→ Task to complete: Convert the lines below into a JSON list of strings, one string per line, omitting blank lines and excluding the pictures.

----------

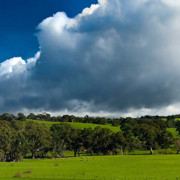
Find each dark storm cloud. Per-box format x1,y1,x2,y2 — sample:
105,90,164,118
0,0,180,115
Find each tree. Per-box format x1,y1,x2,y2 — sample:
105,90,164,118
174,139,180,154
71,129,83,157
17,112,26,121
0,121,13,161
110,131,126,155
50,123,72,157
137,124,157,154
25,122,51,159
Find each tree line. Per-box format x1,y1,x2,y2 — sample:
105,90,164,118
0,118,180,161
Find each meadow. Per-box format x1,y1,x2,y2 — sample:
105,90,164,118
0,155,180,180
26,119,120,132
26,119,180,138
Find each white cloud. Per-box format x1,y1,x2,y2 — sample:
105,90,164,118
0,52,40,78
0,0,180,116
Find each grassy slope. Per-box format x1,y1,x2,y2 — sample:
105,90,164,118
27,119,120,132
0,155,180,180
27,119,180,138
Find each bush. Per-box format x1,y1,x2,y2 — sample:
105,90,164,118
24,169,32,173
13,172,22,178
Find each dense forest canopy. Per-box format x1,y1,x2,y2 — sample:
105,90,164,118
0,113,180,161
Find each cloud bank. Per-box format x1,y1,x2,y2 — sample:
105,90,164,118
0,0,180,114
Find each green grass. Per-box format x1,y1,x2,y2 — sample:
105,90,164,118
0,155,180,180
27,119,120,132
167,128,180,138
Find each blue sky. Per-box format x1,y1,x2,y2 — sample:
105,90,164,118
0,0,97,62
0,0,180,116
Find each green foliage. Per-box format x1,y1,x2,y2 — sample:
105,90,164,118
0,155,180,180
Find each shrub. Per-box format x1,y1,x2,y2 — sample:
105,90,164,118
24,169,32,173
14,172,22,178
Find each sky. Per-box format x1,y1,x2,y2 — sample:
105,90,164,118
0,0,180,117
0,0,97,62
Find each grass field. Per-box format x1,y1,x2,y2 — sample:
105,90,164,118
0,155,180,180
167,128,180,138
27,119,120,132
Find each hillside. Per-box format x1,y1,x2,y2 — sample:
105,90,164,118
26,119,120,132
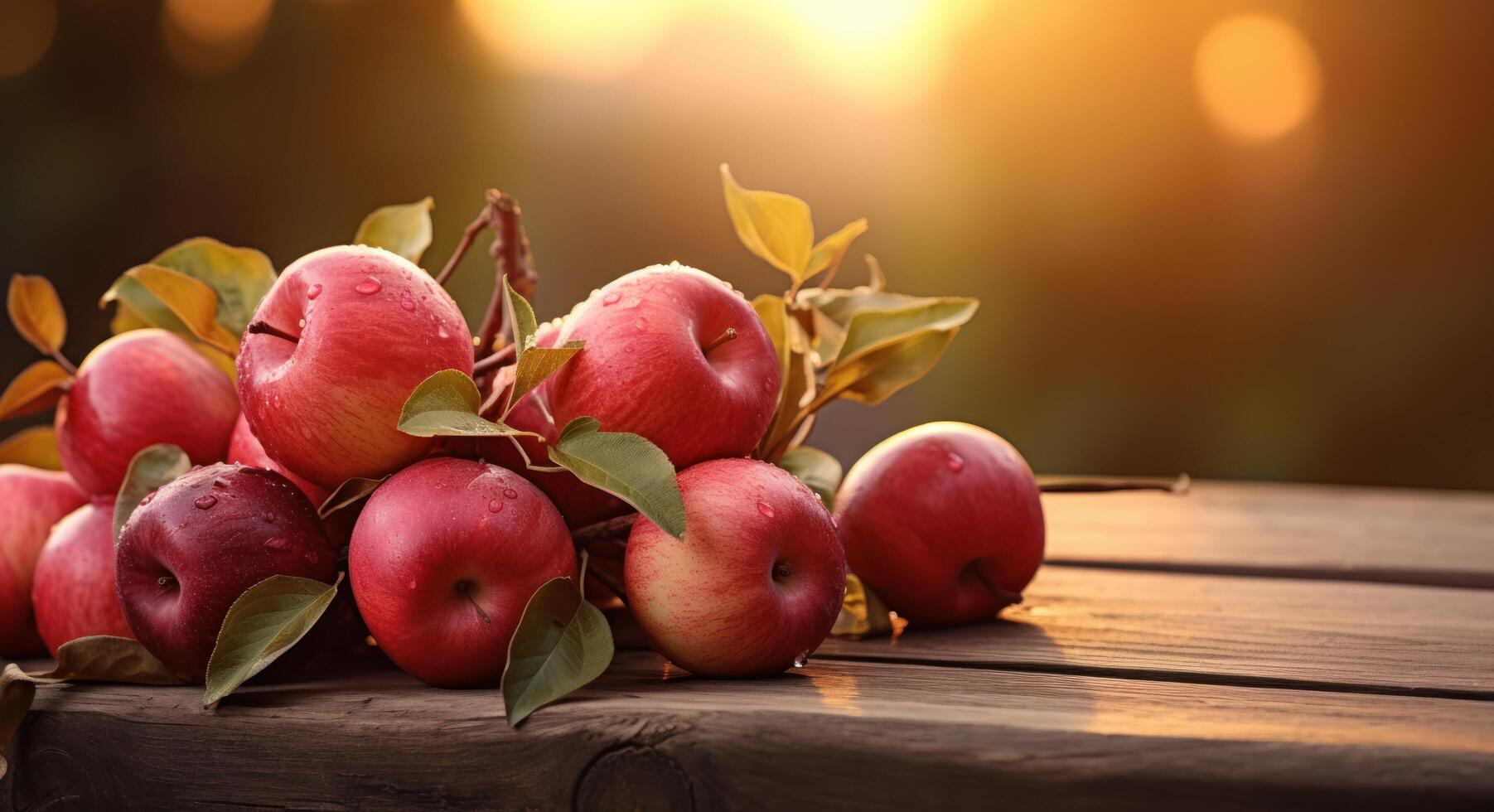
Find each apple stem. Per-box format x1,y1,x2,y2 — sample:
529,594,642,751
571,514,638,548
457,581,493,626
245,321,300,343
52,350,78,375
701,327,737,354
1038,473,1192,494
472,343,517,378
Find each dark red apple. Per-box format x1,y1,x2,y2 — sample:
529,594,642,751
625,460,845,676
544,264,780,467
0,464,88,657
115,462,336,682
835,423,1042,626
348,457,575,688
57,328,239,495
238,244,472,488
31,497,134,655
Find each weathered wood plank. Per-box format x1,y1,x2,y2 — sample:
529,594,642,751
4,652,1494,810
1042,482,1494,588
819,568,1494,698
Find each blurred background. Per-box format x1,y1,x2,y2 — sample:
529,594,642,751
0,0,1494,488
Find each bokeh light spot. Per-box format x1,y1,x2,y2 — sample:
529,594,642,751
0,0,57,79
1194,13,1322,142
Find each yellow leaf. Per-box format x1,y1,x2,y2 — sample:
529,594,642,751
353,197,436,266
804,218,867,279
0,425,63,470
722,164,815,283
99,266,239,355
0,361,73,419
152,237,275,337
6,273,67,355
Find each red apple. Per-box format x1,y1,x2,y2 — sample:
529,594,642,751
224,413,331,508
544,264,780,467
623,460,845,676
238,244,472,488
57,330,239,495
31,497,134,655
835,423,1042,626
115,462,336,682
0,464,88,657
348,457,575,688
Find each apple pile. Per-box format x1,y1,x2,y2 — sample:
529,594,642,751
0,166,1042,728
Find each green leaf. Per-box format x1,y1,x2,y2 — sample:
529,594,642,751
504,273,540,360
6,273,67,355
804,218,867,279
0,360,73,419
722,164,815,285
353,197,436,266
399,369,539,437
31,635,184,685
504,342,586,417
152,237,275,337
502,578,612,727
777,445,845,510
317,475,389,520
114,443,191,545
550,417,684,539
830,573,892,639
99,266,242,355
201,573,342,708
0,425,63,470
808,330,958,412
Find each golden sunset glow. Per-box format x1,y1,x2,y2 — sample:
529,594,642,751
162,0,273,76
1194,15,1321,142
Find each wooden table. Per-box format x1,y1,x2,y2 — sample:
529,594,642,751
0,484,1494,810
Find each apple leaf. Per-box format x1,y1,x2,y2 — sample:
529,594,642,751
549,417,684,539
353,197,436,266
6,273,67,355
201,573,342,708
502,578,612,727
0,425,63,470
0,636,181,778
0,360,73,419
0,663,36,778
99,266,242,355
152,237,275,337
504,273,540,360
722,164,815,285
777,445,845,510
30,635,184,685
804,218,867,279
810,330,958,410
399,369,539,437
114,443,191,545
317,475,389,520
502,342,586,417
830,573,892,637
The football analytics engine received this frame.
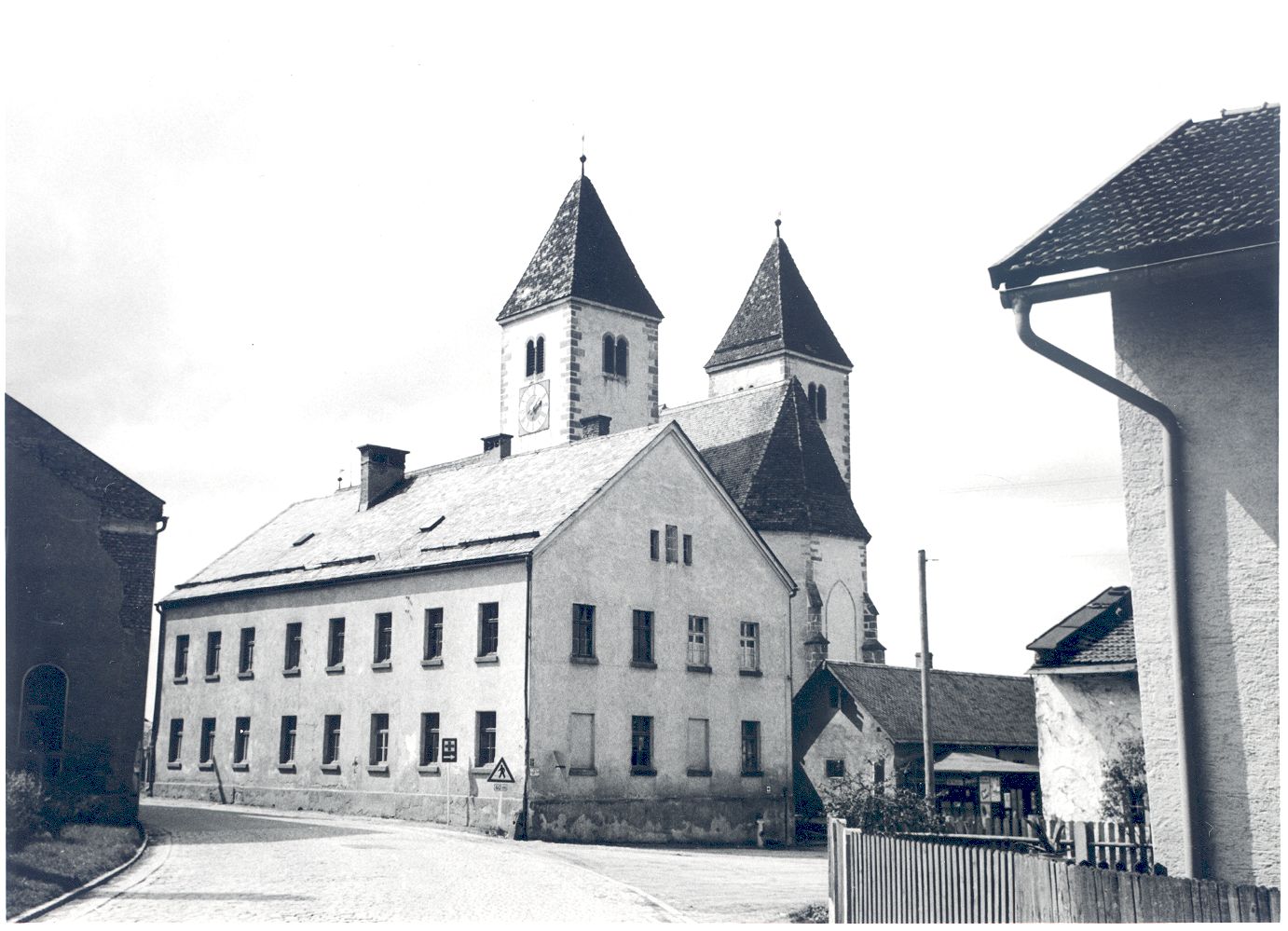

----------

→ Output below:
[
  "Find each dark storm cloud. Per-box format x1,y1,x2,y2 — sample:",
  "105,90,164,118",
  "0,0,180,115",
  "Find each tree. Per-box format x1,y1,x2,y2 — sample:",
  "105,90,164,118",
  "174,139,180,154",
  "71,129,83,157",
  "17,112,26,121",
  "0,121,13,161",
  "110,131,126,155",
  "50,123,72,157",
  "137,124,157,154",
  "25,122,51,159",
  "Find each tree line. Per-box format x1,y1,x2,y2 — sample:",
  "105,90,164,118",
  "0,118,180,161",
  "Find each meadow. Per-box format x1,y1,x2,y2 — sample:",
  "105,90,164,118",
  "0,155,180,180",
  "26,119,120,132",
  "26,119,180,138",
  "Find each white cloud. Per-box format x1,y1,x2,y2 — sample:",
  "105,90,164,118",
  "0,52,40,78",
  "0,0,180,116",
  "Find each grassy slope. Per-box format x1,y1,x2,y2 — sample:",
  "105,90,164,118",
  "27,119,120,132",
  "0,155,180,180",
  "27,119,180,138",
  "Find each bush. Per-box format x1,y1,x2,y2 — sample:",
  "105,90,164,118",
  "24,169,32,173",
  "13,172,22,178",
  "Find each dense forest canopy. Per-box format x1,y1,x2,y2 — sample:",
  "105,90,164,118",
  "0,113,180,161",
  "Find each cloud bank. Per-box format x1,y1,x2,y2 — sample:",
  "105,90,164,118",
  "0,0,180,114",
  "Find each green grass. Per-box format x1,y1,x2,y2 — sample:",
  "105,90,164,118",
  "0,155,180,180",
  "27,119,120,132",
  "167,128,180,138",
  "Find each blue sky. Per-box format x1,y1,x2,y2 — sample:",
  "105,90,164,118",
  "0,0,97,62",
  "0,0,180,116",
  "Find each green foliage. Per-box format x1,y1,x2,y2 — sample:",
  "105,90,164,118",
  "0,155,180,180",
  "Find each shrub. Per-box format x1,y1,x2,y2 — sample:",
  "105,90,164,118",
  "24,169,32,173",
  "14,172,22,178",
  "Find each sky. Per-box format x1,y1,x2,y2 — sample:",
  "105,90,164,118",
  "0,0,180,117",
  "0,0,97,62",
  "Find each grass field. Per-box format x1,y1,x2,y2 — sample:",
  "105,90,164,118",
  "0,155,180,180",
  "167,128,180,138",
  "27,119,120,132",
  "Find each hillside. Per-box format x1,y1,x2,y2 — sample:",
  "105,90,164,118",
  "26,119,120,132",
  "Find each apple stem. Per-box format x1,y1,x2,y2 — sample:",
  "529,594,642,751",
  "571,514,638,548",
  "457,581,493,626",
  "245,321,300,343",
  "52,350,78,375",
  "701,327,737,354",
  "1038,473,1192,494",
  "472,343,517,378",
  "Find each dark red apple. Per-box format x1,y1,x2,y2 — sample:",
  "529,594,642,751",
  "625,460,845,676",
  "544,264,780,467",
  "0,464,88,657",
  "115,462,336,682",
  "835,423,1042,626",
  "348,457,575,688",
  "57,328,239,495",
  "238,244,472,488",
  "31,497,134,655",
  "Find each weathered wood plank. Per-box format x1,y1,x2,y2 — sample:",
  "529,594,642,751",
  "4,652,1494,810",
  "1042,482,1494,588",
  "819,568,1494,698",
  "Find each blurred background. Per-box format x1,y1,x2,y2 — sample:",
  "529,594,642,751",
  "0,0,1494,488",
  "Find each bokeh light spot. Per-box format x1,y1,x2,y2 — sample:",
  "529,594,642,751",
  "0,0,57,79",
  "1194,13,1322,142",
  "Find each yellow leaf. Per-box format x1,y1,x2,y2 — sample:",
  "529,594,642,751",
  "353,197,436,266",
  "804,218,867,279",
  "0,425,63,470",
  "722,164,815,283",
  "99,266,239,355",
  "0,361,73,419",
  "152,237,275,337",
  "6,273,67,355",
  "Find each red apple. Per-box format x1,y1,x2,y2 — sample:",
  "529,594,642,751",
  "224,413,331,508",
  "544,264,780,467",
  "623,460,845,676",
  "238,244,472,488",
  "57,330,239,495",
  "31,497,134,655",
  "835,423,1042,626",
  "115,462,336,682",
  "0,464,88,657",
  "348,457,575,688",
  "Find each apple pile. Per-box format x1,y1,x2,y2 — sample:",
  "529,594,642,751",
  "0,166,1042,728",
  "Find each green leaf. Per-box format x1,y1,x2,y2 — sample:",
  "529,594,642,751",
  "504,273,540,360",
  "6,273,67,355",
  "804,218,867,279",
  "0,360,73,419",
  "722,164,815,285",
  "353,197,436,266",
  "399,369,539,437",
  "31,635,184,685",
  "504,342,586,417",
  "152,237,275,337",
  "502,578,612,727",
  "777,445,845,510",
  "317,475,389,520",
  "114,443,191,545",
  "550,417,684,539",
  "830,573,892,639",
  "99,266,242,355",
  "201,573,342,708",
  "0,425,63,470",
  "808,330,958,412",
  "Find each golden sunset glow. Per-box format x1,y1,x2,y2 — sample:",
  "529,594,642,751",
  "162,0,273,76",
  "1194,15,1321,142",
  "Find each wooden table. Per-box format x1,y1,x2,y2 — sample:",
  "529,594,642,751",
  "0,484,1494,810",
  "Find each apple leaf. Per-box format x1,y1,x2,y2 — sample:",
  "529,594,642,751",
  "549,417,684,539",
  "353,197,436,266",
  "6,273,67,355",
  "201,573,342,708",
  "502,578,612,727",
  "0,425,63,470",
  "0,636,181,778",
  "0,360,73,419",
  "0,663,36,778",
  "99,266,242,355",
  "152,237,275,337",
  "504,273,540,360",
  "722,164,815,285",
  "777,445,845,510",
  "30,635,184,685",
  "804,218,867,279",
  "810,330,958,410",
  "399,369,539,437",
  "114,443,191,545",
  "317,475,389,520",
  "502,342,586,417",
  "830,573,892,637",
  "The football analytics engine received this frame."
]